Your objective ->
Set out exactly, line by line, the stretch of data below that begins at the line containing "Target: stone pedestal" and ends at the line containing "Target: green grass lawn", with both ends kept.

#### Study material ####

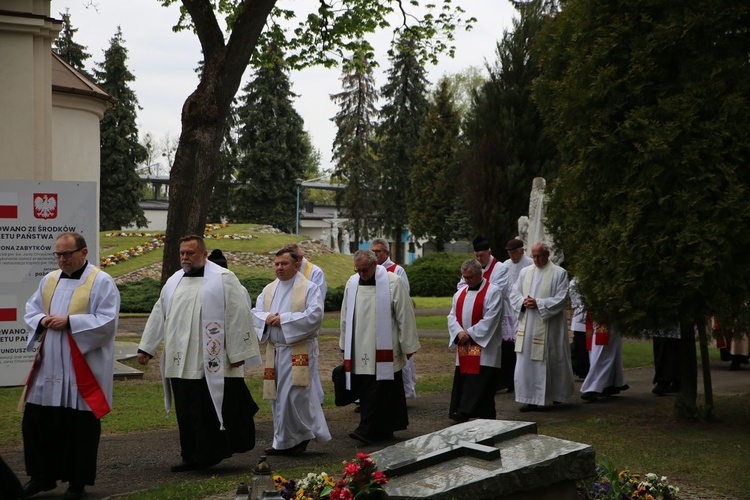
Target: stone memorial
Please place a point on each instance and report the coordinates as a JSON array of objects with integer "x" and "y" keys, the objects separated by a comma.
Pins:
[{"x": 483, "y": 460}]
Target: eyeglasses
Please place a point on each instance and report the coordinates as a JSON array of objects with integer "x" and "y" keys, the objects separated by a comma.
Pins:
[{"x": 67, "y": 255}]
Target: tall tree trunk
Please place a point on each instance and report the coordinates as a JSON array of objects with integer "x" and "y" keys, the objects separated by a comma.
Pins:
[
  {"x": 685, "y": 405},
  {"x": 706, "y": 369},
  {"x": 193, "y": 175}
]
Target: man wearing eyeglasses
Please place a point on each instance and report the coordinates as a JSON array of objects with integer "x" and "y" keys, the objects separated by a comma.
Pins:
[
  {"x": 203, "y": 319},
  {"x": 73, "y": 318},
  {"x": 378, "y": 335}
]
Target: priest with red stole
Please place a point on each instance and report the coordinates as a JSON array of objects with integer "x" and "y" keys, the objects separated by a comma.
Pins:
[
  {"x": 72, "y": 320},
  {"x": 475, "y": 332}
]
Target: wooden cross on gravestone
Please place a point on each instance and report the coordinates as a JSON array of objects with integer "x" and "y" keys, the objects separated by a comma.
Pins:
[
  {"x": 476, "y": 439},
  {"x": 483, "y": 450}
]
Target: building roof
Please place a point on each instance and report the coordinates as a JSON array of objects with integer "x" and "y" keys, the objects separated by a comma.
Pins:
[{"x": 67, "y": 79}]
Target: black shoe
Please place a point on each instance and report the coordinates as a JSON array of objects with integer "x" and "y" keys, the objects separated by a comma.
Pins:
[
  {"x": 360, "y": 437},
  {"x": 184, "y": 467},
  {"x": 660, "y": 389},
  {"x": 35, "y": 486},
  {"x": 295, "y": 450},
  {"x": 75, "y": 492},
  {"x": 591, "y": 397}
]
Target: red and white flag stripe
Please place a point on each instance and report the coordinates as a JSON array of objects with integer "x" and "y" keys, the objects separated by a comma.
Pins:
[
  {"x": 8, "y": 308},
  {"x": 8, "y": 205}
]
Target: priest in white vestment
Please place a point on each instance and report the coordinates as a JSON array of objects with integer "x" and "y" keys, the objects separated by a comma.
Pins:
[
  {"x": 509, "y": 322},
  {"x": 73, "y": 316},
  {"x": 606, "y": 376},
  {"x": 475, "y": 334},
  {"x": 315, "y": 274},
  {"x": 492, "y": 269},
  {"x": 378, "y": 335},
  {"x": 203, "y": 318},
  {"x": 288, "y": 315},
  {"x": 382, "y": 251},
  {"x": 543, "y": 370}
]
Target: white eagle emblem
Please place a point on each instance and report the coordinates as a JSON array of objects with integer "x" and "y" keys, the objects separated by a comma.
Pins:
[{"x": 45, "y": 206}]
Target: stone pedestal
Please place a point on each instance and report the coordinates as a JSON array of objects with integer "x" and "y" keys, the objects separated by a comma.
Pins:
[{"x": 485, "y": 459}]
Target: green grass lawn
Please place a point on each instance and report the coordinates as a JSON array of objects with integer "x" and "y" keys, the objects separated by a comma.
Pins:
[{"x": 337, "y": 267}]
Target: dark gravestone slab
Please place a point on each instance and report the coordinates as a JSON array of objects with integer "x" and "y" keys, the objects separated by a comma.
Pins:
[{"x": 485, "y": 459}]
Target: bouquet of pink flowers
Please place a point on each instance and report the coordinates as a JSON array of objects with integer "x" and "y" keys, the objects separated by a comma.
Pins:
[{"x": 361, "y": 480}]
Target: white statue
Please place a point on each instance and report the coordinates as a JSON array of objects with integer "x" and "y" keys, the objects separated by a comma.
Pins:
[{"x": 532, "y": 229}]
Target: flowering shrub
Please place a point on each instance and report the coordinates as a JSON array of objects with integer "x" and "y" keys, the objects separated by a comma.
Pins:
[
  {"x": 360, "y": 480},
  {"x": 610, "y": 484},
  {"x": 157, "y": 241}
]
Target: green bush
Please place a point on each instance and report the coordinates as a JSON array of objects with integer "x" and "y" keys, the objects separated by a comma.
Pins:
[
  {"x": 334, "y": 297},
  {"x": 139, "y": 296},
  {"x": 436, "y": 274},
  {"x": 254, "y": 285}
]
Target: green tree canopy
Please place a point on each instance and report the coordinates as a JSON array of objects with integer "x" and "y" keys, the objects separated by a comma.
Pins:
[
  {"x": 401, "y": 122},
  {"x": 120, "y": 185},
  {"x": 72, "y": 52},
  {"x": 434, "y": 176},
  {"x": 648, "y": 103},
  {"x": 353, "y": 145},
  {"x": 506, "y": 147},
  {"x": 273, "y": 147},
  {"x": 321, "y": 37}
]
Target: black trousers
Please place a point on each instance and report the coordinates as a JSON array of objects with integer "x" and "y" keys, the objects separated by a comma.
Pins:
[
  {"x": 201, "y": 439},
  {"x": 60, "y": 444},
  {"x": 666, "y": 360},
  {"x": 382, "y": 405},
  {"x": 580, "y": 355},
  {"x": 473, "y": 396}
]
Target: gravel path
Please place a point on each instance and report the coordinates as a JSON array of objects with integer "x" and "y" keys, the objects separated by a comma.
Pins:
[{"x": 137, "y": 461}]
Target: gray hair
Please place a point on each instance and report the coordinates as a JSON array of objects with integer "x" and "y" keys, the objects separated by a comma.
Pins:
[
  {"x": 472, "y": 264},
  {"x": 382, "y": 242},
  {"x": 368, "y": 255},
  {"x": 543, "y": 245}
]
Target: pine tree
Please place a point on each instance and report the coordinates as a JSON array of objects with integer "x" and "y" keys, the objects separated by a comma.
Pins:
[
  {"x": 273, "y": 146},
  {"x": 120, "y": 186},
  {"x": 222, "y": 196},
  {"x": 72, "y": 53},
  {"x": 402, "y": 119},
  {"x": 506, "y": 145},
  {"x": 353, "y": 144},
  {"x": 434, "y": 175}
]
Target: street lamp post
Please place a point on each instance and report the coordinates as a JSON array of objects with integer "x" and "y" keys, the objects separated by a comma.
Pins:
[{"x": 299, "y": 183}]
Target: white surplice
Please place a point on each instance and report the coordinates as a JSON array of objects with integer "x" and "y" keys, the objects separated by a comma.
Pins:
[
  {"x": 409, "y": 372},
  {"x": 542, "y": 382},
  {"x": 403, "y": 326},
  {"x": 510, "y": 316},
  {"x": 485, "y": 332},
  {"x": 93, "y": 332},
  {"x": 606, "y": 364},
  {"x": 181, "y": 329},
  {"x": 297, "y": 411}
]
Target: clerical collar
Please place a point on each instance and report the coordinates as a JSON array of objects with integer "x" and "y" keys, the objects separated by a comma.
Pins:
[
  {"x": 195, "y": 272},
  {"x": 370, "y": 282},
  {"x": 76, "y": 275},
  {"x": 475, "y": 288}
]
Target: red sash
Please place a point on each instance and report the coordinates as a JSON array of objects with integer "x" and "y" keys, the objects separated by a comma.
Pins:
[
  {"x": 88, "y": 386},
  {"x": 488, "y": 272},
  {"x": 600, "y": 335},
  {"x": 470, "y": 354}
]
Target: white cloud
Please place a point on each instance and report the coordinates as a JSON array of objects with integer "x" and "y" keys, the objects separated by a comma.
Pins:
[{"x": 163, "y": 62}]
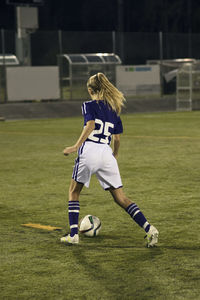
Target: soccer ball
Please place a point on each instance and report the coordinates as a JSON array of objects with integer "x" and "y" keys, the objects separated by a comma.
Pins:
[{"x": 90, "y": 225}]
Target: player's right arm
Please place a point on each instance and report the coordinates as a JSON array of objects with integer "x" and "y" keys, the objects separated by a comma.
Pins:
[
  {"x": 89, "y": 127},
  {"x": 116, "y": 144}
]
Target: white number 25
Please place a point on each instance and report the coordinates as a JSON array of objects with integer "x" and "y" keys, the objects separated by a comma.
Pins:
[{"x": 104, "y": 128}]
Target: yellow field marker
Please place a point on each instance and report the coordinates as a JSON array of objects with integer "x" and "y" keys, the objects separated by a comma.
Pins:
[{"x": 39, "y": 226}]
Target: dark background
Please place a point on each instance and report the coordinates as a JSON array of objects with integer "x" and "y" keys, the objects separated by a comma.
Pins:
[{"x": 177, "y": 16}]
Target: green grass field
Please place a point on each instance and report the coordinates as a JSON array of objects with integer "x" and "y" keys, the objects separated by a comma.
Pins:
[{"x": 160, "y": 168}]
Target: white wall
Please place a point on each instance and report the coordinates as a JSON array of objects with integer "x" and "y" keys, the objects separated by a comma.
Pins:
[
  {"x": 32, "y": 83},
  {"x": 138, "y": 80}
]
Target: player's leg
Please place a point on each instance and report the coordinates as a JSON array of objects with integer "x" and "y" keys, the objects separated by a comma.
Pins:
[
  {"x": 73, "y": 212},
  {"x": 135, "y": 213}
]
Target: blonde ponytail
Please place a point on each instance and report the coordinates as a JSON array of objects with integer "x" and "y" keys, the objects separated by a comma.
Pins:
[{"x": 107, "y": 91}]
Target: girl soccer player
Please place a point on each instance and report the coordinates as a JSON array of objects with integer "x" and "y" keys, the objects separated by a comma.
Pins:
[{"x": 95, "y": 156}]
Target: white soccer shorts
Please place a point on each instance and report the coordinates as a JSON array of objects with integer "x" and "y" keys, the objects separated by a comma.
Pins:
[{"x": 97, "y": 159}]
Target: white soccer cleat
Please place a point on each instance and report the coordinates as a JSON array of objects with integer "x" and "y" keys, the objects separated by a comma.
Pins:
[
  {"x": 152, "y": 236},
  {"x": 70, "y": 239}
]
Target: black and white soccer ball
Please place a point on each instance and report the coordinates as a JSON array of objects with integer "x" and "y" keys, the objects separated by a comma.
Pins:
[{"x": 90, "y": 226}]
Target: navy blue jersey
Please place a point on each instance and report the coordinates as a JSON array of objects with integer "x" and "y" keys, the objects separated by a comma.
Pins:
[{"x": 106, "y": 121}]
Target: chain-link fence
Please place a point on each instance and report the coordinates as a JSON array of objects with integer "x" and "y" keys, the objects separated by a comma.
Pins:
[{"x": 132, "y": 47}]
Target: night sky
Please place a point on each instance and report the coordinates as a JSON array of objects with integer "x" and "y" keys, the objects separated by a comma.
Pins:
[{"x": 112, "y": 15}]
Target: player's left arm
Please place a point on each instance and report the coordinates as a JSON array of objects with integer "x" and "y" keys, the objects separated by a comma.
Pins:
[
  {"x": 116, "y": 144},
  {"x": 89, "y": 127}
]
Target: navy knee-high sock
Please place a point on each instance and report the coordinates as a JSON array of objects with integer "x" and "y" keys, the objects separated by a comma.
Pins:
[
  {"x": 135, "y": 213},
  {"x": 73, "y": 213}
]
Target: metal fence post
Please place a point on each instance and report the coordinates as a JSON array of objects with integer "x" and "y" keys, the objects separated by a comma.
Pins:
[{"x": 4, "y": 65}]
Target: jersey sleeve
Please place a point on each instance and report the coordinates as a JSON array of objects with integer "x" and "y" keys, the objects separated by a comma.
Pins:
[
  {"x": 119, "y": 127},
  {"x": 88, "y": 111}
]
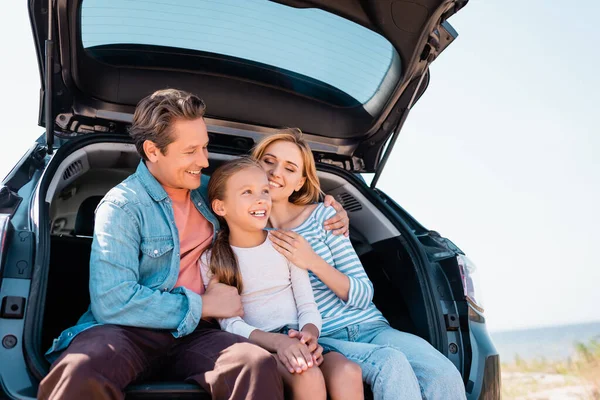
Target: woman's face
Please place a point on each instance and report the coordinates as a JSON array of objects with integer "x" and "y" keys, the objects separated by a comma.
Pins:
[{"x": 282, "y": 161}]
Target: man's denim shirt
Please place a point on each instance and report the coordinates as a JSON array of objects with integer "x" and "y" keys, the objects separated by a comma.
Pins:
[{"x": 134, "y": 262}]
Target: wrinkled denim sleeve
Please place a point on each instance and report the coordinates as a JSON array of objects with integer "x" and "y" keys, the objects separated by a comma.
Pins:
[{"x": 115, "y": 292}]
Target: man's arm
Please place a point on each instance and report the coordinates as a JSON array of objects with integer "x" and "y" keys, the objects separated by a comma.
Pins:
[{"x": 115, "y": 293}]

####

Output below ->
Target: stone pedestal
Please place a point on each instance and report the coordinates as a JSON array of objects with integer "x" and "y" keys, the objects separated by a comma.
Pins:
[{"x": 485, "y": 459}]
Target: green grass lawn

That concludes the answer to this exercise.